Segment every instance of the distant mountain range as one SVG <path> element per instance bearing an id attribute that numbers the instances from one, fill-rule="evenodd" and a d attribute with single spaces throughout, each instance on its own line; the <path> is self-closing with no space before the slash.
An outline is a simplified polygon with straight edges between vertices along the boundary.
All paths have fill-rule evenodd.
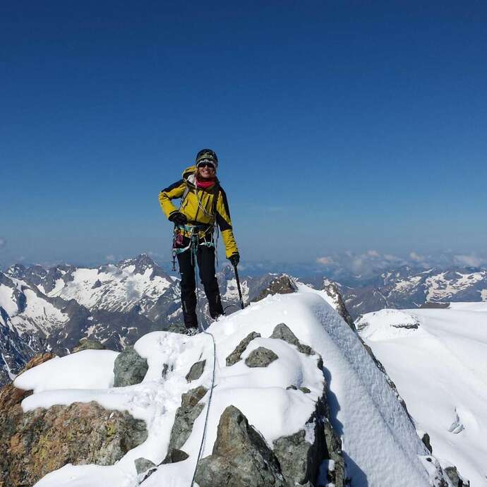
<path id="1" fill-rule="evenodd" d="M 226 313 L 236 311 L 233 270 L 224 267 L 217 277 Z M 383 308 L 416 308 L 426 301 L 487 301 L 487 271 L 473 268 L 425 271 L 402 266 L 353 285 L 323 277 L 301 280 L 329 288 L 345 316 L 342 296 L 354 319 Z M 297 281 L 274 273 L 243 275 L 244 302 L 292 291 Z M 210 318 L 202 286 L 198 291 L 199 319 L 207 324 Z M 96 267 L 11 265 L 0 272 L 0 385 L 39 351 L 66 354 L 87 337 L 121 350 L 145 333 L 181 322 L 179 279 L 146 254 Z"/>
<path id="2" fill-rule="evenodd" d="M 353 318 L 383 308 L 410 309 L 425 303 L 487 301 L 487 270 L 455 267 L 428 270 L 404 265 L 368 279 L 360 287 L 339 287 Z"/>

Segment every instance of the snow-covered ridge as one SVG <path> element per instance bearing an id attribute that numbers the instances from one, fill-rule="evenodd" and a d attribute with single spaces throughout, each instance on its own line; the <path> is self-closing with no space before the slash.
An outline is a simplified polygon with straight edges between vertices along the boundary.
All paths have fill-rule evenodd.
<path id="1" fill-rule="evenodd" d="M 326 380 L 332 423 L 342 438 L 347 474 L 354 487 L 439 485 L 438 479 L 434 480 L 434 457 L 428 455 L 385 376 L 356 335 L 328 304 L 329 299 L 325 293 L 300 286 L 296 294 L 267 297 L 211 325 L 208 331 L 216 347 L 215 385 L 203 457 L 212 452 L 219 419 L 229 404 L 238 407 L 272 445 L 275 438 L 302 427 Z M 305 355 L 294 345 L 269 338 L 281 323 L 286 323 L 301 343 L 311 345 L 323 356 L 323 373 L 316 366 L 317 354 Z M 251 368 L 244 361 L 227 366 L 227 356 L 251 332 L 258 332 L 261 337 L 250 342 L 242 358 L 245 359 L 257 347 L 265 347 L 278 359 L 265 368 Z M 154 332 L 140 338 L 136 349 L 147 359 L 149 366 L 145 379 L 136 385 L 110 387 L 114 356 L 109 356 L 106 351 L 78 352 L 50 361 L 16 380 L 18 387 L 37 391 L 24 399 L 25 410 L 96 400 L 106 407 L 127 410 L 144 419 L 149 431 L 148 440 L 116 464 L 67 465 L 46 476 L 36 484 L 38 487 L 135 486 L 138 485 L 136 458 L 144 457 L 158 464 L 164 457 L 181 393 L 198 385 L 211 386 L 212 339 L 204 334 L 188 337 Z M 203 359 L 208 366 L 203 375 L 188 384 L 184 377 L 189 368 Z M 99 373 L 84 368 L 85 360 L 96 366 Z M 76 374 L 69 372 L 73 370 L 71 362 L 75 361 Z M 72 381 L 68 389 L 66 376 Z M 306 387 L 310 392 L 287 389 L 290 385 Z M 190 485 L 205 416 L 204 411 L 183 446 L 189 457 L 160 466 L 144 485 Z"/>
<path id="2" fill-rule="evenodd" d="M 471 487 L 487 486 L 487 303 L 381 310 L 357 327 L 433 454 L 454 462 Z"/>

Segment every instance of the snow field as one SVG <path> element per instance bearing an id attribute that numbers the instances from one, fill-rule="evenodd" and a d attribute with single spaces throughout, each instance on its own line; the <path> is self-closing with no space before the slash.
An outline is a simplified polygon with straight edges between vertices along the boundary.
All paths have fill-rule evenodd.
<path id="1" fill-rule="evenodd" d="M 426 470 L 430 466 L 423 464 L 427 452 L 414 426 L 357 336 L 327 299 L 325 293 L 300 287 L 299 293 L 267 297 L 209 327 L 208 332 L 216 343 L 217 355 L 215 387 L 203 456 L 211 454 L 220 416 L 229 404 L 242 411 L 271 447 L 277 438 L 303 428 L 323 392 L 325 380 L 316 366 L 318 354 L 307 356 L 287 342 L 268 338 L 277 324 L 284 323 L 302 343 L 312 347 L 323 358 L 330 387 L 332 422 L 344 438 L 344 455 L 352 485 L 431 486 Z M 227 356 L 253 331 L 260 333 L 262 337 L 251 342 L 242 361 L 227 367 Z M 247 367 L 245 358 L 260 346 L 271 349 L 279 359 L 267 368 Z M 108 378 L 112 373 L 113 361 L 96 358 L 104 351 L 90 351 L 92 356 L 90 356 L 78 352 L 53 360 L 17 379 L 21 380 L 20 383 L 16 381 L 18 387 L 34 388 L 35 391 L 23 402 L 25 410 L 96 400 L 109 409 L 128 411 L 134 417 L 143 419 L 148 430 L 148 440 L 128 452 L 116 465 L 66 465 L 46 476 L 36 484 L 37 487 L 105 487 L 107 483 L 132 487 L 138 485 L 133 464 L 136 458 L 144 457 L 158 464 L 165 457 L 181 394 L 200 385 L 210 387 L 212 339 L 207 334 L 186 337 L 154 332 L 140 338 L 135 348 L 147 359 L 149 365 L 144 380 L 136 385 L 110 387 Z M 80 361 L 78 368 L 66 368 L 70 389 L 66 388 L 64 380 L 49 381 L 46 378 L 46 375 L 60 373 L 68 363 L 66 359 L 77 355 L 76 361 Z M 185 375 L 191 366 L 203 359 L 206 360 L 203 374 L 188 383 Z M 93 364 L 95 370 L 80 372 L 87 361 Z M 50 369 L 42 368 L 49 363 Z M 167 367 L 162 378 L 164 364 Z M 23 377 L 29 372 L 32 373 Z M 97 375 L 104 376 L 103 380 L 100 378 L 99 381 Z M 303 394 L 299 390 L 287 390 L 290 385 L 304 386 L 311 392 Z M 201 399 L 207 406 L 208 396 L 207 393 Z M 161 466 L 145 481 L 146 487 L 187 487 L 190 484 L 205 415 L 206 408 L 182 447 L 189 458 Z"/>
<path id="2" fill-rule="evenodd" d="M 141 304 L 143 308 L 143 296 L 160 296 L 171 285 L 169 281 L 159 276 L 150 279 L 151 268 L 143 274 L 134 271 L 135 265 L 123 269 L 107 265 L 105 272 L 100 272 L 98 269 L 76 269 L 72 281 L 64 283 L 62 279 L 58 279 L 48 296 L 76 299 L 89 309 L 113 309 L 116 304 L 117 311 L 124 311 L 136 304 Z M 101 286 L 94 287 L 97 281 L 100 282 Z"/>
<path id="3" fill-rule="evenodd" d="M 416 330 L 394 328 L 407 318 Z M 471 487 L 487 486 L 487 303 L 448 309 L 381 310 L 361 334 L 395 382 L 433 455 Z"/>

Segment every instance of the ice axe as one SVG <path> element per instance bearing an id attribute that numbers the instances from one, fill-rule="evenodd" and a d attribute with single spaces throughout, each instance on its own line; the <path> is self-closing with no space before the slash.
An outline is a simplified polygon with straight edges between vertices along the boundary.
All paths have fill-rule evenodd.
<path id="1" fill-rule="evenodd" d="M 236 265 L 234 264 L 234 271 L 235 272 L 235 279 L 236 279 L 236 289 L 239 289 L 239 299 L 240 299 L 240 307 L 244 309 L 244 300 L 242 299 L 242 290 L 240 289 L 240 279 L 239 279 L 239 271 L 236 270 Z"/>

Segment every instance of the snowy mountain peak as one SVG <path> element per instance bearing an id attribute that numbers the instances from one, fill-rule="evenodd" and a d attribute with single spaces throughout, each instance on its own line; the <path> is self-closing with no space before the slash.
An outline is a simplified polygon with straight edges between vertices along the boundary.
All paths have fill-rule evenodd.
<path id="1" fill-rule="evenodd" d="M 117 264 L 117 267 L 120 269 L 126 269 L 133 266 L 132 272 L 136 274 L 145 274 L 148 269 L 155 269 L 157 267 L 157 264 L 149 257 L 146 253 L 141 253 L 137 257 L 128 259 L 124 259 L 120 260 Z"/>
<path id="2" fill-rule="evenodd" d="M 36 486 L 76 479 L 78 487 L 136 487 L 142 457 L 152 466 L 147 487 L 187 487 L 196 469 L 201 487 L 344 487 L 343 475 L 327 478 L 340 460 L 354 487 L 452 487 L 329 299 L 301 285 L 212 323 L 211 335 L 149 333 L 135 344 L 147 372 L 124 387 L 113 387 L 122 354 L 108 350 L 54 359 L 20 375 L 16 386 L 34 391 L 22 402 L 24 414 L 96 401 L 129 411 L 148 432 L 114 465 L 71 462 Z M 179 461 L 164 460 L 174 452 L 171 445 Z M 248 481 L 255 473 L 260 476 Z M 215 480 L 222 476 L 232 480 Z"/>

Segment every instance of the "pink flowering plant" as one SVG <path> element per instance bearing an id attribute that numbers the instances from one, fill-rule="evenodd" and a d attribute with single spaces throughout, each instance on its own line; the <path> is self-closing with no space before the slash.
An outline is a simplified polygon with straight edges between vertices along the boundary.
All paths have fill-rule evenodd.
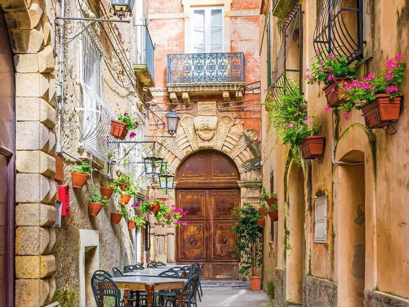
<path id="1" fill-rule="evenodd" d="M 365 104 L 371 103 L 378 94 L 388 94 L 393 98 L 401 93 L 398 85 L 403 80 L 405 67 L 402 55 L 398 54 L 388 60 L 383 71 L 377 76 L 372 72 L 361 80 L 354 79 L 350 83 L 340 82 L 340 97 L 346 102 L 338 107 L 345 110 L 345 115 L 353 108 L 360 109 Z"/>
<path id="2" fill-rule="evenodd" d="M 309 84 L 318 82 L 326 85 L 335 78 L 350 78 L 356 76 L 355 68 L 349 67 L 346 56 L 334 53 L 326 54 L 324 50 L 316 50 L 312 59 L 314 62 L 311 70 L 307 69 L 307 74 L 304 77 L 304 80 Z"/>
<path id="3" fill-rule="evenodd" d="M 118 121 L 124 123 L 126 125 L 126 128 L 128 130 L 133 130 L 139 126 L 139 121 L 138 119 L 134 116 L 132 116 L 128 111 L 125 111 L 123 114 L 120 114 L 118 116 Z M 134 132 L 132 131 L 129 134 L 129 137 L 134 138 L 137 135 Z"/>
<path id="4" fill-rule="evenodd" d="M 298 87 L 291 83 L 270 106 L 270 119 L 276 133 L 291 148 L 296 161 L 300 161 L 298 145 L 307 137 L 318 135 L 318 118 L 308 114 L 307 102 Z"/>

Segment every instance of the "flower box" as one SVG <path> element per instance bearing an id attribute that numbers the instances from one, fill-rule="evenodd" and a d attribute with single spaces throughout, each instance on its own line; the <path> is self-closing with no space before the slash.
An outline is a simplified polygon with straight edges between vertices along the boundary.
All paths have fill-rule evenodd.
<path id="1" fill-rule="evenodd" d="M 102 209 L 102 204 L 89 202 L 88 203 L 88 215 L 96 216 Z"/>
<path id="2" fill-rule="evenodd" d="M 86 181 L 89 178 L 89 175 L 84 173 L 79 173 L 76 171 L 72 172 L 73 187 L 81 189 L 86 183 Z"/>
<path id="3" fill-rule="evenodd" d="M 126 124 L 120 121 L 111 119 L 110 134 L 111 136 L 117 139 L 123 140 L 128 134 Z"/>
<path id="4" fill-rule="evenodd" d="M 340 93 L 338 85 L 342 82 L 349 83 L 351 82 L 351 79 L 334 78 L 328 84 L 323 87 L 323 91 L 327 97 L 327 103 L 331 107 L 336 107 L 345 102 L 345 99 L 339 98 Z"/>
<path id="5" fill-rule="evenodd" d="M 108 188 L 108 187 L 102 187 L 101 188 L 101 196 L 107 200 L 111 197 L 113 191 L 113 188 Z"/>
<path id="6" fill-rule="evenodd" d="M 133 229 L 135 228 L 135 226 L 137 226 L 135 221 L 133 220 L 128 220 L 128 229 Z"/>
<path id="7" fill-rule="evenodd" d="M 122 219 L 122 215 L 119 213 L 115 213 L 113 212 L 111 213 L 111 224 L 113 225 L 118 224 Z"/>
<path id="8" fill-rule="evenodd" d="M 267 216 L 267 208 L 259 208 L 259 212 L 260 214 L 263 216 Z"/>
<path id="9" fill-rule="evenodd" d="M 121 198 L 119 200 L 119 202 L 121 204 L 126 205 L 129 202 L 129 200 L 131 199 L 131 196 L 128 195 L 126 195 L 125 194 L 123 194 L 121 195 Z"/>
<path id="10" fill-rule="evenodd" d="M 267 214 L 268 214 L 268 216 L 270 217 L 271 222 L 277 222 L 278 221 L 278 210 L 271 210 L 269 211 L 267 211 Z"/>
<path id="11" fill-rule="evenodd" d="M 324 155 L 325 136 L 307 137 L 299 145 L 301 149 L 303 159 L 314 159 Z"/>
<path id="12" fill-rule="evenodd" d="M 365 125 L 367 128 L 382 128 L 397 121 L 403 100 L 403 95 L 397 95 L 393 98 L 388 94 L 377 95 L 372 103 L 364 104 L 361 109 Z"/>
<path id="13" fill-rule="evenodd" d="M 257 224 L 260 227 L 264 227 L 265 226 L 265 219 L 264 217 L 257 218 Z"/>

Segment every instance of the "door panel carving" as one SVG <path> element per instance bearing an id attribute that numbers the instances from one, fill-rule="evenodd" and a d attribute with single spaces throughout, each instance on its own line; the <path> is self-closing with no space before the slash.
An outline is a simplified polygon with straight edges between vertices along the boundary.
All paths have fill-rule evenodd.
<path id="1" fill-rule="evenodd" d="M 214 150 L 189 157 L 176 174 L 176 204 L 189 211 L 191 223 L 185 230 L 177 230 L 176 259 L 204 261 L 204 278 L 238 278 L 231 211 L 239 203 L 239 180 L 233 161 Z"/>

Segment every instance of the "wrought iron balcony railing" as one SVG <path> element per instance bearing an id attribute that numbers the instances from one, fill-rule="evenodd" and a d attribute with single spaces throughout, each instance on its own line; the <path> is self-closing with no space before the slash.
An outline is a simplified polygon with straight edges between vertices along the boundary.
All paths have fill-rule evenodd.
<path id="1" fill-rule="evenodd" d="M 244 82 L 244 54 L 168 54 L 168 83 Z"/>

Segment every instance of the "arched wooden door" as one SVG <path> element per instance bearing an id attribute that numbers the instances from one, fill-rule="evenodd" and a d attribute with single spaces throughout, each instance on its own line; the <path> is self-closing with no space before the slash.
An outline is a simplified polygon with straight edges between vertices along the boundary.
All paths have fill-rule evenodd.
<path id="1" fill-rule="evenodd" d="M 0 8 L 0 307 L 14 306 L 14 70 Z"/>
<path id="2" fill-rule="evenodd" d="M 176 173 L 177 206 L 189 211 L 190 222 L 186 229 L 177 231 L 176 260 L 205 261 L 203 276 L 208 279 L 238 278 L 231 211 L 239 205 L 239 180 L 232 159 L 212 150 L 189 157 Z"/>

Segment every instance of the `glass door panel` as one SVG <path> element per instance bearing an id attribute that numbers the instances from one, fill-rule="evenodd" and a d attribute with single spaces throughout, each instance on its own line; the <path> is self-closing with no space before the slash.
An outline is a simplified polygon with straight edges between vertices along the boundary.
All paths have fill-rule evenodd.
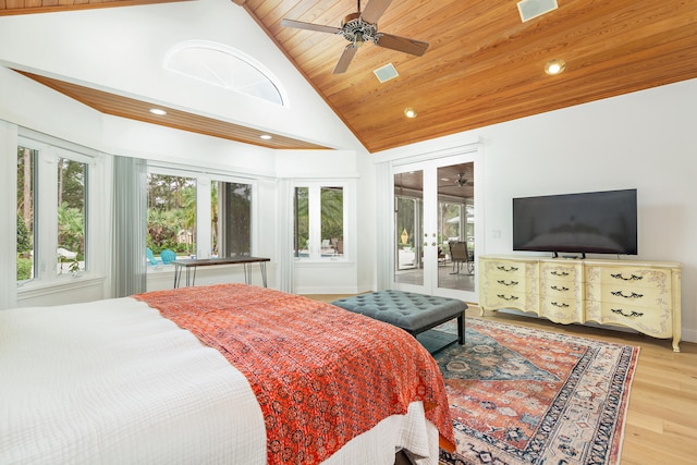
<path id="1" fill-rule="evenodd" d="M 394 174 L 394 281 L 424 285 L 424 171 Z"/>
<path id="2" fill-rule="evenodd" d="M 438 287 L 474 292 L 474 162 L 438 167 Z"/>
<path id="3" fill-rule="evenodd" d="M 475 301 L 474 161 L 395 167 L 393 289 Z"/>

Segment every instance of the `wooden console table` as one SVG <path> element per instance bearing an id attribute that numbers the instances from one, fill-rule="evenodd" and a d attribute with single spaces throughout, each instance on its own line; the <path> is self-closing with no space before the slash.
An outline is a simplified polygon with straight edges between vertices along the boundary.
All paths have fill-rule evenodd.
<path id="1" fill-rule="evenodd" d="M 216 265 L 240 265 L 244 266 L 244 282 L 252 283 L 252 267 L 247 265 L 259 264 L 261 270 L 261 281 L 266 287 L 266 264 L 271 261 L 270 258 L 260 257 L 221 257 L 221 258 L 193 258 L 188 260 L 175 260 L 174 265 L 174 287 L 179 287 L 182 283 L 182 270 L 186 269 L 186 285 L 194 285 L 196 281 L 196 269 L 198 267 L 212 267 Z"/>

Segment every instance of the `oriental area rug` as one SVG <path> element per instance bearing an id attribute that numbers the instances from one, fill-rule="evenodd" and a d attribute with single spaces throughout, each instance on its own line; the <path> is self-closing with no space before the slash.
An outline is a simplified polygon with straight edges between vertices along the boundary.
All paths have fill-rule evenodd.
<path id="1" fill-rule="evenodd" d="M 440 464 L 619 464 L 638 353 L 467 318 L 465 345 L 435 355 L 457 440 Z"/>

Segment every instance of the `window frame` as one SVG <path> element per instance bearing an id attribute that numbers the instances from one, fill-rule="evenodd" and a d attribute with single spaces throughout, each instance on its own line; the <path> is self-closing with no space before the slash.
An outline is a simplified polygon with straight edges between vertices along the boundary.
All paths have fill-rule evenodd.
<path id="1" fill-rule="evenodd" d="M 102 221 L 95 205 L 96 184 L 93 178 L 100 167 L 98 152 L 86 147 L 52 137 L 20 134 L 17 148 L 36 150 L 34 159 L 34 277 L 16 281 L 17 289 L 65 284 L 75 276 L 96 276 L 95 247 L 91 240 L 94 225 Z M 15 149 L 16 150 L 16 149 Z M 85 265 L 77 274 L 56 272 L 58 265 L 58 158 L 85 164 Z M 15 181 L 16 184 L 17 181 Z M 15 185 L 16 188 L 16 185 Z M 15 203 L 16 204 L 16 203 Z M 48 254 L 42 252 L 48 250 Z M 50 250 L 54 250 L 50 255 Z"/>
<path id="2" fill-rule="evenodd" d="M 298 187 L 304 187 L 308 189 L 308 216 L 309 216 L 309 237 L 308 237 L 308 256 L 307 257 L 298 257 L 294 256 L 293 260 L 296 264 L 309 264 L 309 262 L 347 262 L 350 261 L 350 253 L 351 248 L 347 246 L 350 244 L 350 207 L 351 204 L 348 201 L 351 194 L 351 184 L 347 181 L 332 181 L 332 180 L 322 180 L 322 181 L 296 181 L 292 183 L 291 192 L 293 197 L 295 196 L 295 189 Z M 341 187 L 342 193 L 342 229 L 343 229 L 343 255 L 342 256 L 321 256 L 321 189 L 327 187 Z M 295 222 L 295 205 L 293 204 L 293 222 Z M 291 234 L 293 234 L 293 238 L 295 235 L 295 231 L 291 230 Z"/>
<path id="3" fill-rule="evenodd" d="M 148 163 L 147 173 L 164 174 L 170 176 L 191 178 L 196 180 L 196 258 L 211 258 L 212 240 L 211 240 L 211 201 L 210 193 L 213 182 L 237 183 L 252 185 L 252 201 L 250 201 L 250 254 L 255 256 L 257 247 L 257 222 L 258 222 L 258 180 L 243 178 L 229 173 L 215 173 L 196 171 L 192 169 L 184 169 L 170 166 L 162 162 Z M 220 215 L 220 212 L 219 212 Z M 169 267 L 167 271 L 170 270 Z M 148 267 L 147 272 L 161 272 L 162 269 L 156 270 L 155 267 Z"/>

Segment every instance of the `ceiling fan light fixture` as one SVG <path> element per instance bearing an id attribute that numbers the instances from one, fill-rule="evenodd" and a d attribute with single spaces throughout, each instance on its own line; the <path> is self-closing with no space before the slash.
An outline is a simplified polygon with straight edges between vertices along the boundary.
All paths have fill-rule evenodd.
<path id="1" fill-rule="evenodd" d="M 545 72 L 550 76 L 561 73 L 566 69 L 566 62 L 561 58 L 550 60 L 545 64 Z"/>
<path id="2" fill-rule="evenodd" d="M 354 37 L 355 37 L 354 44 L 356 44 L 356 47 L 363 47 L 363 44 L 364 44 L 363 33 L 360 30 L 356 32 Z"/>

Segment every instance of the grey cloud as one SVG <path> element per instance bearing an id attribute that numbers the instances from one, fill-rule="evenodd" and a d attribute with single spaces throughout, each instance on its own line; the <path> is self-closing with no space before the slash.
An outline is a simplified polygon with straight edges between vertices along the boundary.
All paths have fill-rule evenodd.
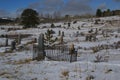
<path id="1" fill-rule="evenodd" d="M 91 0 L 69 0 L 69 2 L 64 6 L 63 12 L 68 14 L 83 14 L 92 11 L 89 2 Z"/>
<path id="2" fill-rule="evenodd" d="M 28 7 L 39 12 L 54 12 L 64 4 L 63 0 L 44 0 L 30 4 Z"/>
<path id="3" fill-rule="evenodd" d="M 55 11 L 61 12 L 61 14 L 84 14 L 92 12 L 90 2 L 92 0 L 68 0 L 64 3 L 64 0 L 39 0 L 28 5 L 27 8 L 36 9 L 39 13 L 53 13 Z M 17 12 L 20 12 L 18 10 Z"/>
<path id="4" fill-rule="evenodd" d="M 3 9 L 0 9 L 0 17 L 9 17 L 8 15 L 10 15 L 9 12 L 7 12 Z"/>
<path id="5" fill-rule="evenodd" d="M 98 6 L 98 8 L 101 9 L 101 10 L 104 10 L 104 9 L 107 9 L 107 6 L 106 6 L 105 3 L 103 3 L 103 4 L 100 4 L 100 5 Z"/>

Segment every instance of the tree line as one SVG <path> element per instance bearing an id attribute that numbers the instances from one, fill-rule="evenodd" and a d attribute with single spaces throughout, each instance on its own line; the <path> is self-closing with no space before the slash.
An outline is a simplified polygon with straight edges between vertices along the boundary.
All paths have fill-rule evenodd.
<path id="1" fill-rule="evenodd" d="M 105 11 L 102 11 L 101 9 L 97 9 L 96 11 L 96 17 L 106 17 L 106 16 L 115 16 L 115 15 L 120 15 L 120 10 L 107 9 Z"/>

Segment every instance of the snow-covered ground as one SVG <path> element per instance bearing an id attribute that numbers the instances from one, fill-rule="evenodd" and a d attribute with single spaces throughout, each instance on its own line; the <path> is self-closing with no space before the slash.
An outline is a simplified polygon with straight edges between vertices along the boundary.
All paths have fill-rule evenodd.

═══

WORK TO BE COMPLETED -
Quote the lines of the listing above that run from the line with "Segment every instance of the snow-covered ground" through its last line, both included, and nothing else.

THE ANSWER -
Segment every instance of the snow-covered ground as one SVG <path> element per instance bearing an id attribute that numbers the instances from one, fill-rule="evenodd" and a d attribute with single spaces throughout, each instance on its own line; the <path> is self-closing with no space before the slash.
An outline is a simplified polygon with straight edges between vertices along the boundary.
All paths have fill-rule evenodd.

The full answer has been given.